CONSIGNE: Rédigez la suite de l'entretien sur la couture, à partir de la dernière question posée.

DOCUMENT:
La couture a-t-elle toujours été une évidence pour vous ?

Je suis née dans la couture, mon père était tailleur. Par contre, je n'ai pas pris le trajet habituel. En règle générale, on commence par le vêtement puis on vient à l'accessoire. Dans mon cas, j'ai gravi un à un les échelons, en créant d'abord des bijoux, puis des sacs, des chaussures et enfin du prêt-à-porter. C'est plutôt rare que l'on s'attaque d'abord à l'accessoire mais pour moi, cette démarche s'inscrivait dans un concept global : habiller la femme en partant des détails.

Vous avez commencé par créer des bijoux. Etait-ce un choix ou une question de convenance ?

En réalité, je n'y ai pas réfléchi. J'ai fait des bijoux pendant 6 ans parce que j'aimais ça. Très concrètement, c'était une façon de faire quelque chose avec mes mains. Le bijou, contrairement au vêtement, est un produit abouti qu'on peut maîtriser de A à Z soi-même. En plus, c'est un univers à part qui permet d'utiliser beaucoup de techniques différentes - les métaux, les bois, les résines - et donc de se faire la main tout en explorant. Créer des bijoux m'a aussi permis de démarrer sans avoir beaucoup de moyens...

Vous avez fait vos armes chez Chanel. Que vous a apporté cette grande maison ?

EXTRAIT SOURCE:
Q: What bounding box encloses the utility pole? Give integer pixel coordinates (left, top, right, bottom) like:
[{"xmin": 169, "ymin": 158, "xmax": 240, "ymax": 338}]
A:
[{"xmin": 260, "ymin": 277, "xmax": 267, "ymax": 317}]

RÉSULTAT OBTENU:
En réalité, j'ai commencé par travailler avec Swarovski, qui m'a demandé de créer une collection après m'avoir repérée sur le salon Première Classe. Puis, j'ai enchaîné avec Chanel pendant 2 ans et demi.

 

Cabas oversize de Karine Arabian
Un cabas oversize signée Karine Arabian © Serge de Rossi

J'étais en charge de la création de certaines collections mais aussi de leur production. J'étais d'autant plus fière que c'est une tâche qu'il ne délègue habituellement pas à leurs créateurs. Je n'étais pas intégrée à la maison, j'ai donc pu créer tout en profitant d'une certaine liberté. Que m'a apporté cette expérience ? Je dirais d'abord, un certain respect des gens. J'ai pu remarquer que plus une maison est petite, moins elle a d'égard envers les petits créateurs. La maison Chanel m'a accueillie avec respect. C'était pour eux une question de politesse. Chanel m'a aussi inculqué une nouvelle façon de travailler. J'ai appris ce que signifiaient les délais de livraison, le respect d'une charte qualité très stricte. Il était aussi intéressant de voir comment Chanel privilégiait toujours l'artisanat français. Chanel n'est pas une grande maison pour rien : elle a un véritable amour du luxe. C'est un de ces grands dinosaures qui laissera toujours son empreinte, je suis fière d'avoir pu y participer à mon échelle.

 

Votre griffe, créée en 2000, est toute jeune. Comment définiriez-vous votre style ?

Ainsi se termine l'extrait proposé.